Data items
==*==

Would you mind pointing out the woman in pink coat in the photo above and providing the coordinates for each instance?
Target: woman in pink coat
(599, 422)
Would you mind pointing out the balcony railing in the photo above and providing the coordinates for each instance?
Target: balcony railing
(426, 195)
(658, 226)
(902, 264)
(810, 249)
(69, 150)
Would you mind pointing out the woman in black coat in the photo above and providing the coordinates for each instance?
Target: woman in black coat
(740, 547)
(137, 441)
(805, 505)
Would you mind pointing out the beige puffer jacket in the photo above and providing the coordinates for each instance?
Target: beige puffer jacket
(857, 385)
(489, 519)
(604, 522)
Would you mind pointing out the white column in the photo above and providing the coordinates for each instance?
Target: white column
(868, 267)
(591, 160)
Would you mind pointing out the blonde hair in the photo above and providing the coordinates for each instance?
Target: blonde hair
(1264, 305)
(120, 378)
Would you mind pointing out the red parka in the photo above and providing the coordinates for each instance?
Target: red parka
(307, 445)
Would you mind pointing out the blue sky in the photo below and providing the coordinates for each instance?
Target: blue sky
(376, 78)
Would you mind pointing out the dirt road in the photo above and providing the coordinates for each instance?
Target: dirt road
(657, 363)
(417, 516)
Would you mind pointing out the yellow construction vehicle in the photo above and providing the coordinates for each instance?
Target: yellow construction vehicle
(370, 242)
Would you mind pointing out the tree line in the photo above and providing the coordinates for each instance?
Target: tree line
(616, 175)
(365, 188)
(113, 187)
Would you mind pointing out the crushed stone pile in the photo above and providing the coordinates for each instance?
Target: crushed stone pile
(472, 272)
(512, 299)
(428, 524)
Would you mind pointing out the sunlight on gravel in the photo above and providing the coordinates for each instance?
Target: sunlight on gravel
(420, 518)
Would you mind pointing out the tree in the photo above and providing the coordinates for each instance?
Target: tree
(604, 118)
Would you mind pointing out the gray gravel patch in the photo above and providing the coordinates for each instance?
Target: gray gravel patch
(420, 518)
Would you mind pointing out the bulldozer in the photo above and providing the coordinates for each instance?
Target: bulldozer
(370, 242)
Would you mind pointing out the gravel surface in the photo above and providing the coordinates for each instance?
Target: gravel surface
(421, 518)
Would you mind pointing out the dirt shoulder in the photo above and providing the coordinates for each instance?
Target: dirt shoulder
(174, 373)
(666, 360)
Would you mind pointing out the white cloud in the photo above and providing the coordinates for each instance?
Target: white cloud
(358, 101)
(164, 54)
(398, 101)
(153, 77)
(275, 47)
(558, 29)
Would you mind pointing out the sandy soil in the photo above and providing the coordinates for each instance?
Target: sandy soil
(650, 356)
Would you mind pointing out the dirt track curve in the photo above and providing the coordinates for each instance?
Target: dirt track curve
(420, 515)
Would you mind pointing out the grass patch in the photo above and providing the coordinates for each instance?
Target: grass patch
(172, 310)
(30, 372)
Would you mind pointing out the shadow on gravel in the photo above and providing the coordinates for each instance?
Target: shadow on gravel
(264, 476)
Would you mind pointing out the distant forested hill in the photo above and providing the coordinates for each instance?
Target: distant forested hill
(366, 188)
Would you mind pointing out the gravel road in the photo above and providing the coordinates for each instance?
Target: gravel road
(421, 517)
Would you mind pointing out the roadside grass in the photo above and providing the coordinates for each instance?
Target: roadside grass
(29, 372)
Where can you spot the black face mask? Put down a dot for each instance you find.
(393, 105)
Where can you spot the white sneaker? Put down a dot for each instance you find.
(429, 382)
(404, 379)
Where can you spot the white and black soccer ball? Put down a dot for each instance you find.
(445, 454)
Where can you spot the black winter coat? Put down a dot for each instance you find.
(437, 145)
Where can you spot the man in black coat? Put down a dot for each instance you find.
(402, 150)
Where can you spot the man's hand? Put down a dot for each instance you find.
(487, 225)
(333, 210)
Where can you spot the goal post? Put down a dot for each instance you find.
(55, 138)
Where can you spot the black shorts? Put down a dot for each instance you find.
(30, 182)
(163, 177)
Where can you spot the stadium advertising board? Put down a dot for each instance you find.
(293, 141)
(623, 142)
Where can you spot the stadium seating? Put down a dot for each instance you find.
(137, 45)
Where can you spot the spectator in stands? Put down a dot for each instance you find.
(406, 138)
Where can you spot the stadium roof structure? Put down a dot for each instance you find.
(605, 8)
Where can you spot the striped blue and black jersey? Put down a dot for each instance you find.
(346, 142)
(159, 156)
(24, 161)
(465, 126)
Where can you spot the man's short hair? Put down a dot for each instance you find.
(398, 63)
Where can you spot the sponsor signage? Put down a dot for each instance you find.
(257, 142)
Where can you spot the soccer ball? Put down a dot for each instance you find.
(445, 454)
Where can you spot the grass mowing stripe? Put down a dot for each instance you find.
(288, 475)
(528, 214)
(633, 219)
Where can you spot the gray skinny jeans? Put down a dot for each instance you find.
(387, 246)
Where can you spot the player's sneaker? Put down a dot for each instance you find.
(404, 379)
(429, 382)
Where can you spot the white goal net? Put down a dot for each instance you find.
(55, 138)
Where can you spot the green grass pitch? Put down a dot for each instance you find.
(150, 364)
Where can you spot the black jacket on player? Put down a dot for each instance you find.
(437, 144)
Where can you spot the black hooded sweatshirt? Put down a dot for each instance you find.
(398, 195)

==*==

§ **Task goal**: Give the records above again, word for word.

§ **Correct response**:
Would you mind pointing out the woman in pink coat in the photo above and providing the coordinates for each instance?
Target: woman in pink coat
(599, 422)
Would you mind pointing out the balcony railing in the photo above and providing the coordinates for each instance?
Target: balcony railing
(426, 195)
(658, 226)
(902, 264)
(810, 249)
(69, 150)
Would you mind pointing out the woman in black coat in the photo above and providing the coordinates for each instance?
Target: woman in black coat
(740, 547)
(137, 441)
(805, 505)
Would you mind pointing out the beige puffer jacket in the photo above and providing the coordinates for each instance?
Target: beige puffer jacket
(857, 385)
(489, 519)
(604, 522)
Would you mind pointing out the white column in the photo above and providing the coordinates for each instance?
Target: white column
(868, 267)
(591, 160)
Would you mind pointing out the blonde hair in the photo above and providing the coordinates for each instance?
Target: blonde hair
(1264, 305)
(120, 378)
Would you mind pointing out the red parka in the photo above and providing the coordinates for each instance?
Target: red parka
(307, 445)
Would you mind pointing out the blue sky in the photo below and providing the coordinates for each instance?
Target: blue sky
(376, 78)
Would you mind pointing out the dirt road in the photo above and providing the coordinates for each instance?
Target: dirt road
(657, 363)
(417, 516)
Would you mind pointing out the yellow construction vehicle in the photo above and providing the coordinates for each instance?
Target: yellow construction vehicle
(370, 242)
Would you mind pointing out the tree line in the photo above and providing the coordinates for each instance?
Target: tree line
(616, 175)
(365, 188)
(113, 187)
Would you mind pointing out the crushed stone pile in the photo above and providing the coordinates for each instance?
Target: crushed stone pile
(472, 272)
(512, 299)
(428, 524)
Would you mind pointing out the sunlight on gravel in the photo above and providing the coordinates for each instance?
Target: sunlight on gravel
(420, 518)
Would you mind pointing out the tree in the photo above and providing the coordinates for each instance?
Target: tree
(604, 118)
Would you mind pointing out the gray gravel patch in the photo above and providing the coordinates for each instance?
Target: gray gravel patch
(420, 518)
Would you mind pointing out the bulldozer in the photo above and providing the coordinates for each instance?
Target: bulldozer
(370, 242)
Would you mind pointing out the gravel surface in the photo above and providing the coordinates for each instance?
Target: gravel surface
(421, 518)
Would you mind pointing out the dirt shoulder in the photo above and providing the coordinates for each instance?
Target: dirt shoulder
(174, 373)
(666, 360)
Would you mind pointing out the white cloud in the photo above and providing the coordinates for each instance?
Target: white cloud
(358, 101)
(164, 54)
(398, 101)
(153, 77)
(275, 47)
(558, 29)
Would you mind pointing out the sandy soil in the photo above and providing the coordinates for each instance?
Target: sandy soil
(650, 356)
Would you mind pointing out the dirt track curve in the photo above and providing the coordinates for each instance?
Target: dirt track curve
(420, 515)
Would you mind pointing out the grass patch in the photo above and providing the coordinates for each instance?
Target: grass patch
(172, 310)
(30, 372)
Would you mind pointing out the shadow on gravel in the photo above and providing the coordinates for each instance?
Target: shadow on gravel
(264, 476)
Would you mind pointing out the distant forested hill in the photo above and providing the coordinates for each instance?
Target: distant forested hill
(366, 188)
Would you mind pointing out the gravel road in the photo above and providing the coordinates for each instance?
Target: gravel road
(421, 517)
Would you mind pointing out the roadside grass in the photo above and providing the coordinates for each instance?
Target: roadside grass
(29, 372)
Where can you spot the black face mask? Put down a dot for each instance you find.
(393, 105)
Where can you spot the white sneaker? Put down a dot for each instance you find.
(429, 382)
(404, 379)
Where can you spot the white and black soccer ball? Put down a dot for each instance you find.
(445, 454)
Where can you spot the black winter coat? Put down a dot for each instance you find.
(437, 145)
Where can you spot the man in black coat? Put down a dot for each instance you find.
(402, 150)
Where can you spot the man's hand? Put down a dot for each instance you find.
(487, 225)
(333, 210)
Where can you spot the goal post? Put down a dot for each instance you find.
(55, 138)
Where can you spot the black shorts? Put down a dot for each instance you find.
(30, 182)
(163, 177)
Where can you spot the stadium advertising board? Put down a dot for each instance you find.
(293, 141)
(623, 142)
Where can you spot the stadium seating? Put down a dot for each instance you find.
(137, 45)
Where can you spot the spectator in stands? Put down a dot for each instance you find.
(406, 138)
Where can you spot the stadium roof structure? Put down a dot for each instance you find.
(605, 8)
Where can you spot the striped blue and black jersey? Put down a dot for each instance you find.
(346, 142)
(159, 156)
(24, 161)
(465, 126)
Where can you spot the man's short hair? Put down a dot for each instance you find.
(398, 63)
Where can you spot the sponsor signage? Put down a dot for each instance you find.
(257, 142)
Where can you spot the soccer ball? Put down a dot for each instance you find.
(445, 454)
Where can you spot the grass mowing stripe? Put down a dot for each instance you find.
(288, 475)
(528, 214)
(633, 219)
Where can you spot the gray skinny jeans? Put down a dot for each instance you find.
(387, 246)
Where can you spot the player's sneaker? Put down a dot for each instance you find.
(404, 379)
(429, 382)
Where can you spot the white goal net? Put down a dot for each instance you find.
(55, 138)
Where can you spot the green grass pitch? Put down a dot for each instance you find.
(150, 364)
Where can you spot the black jacket on player? Put down a dot for each instance you find.
(437, 144)
Where can you spot the black hooded sweatshirt? Put down a dot for each instance you find.
(398, 195)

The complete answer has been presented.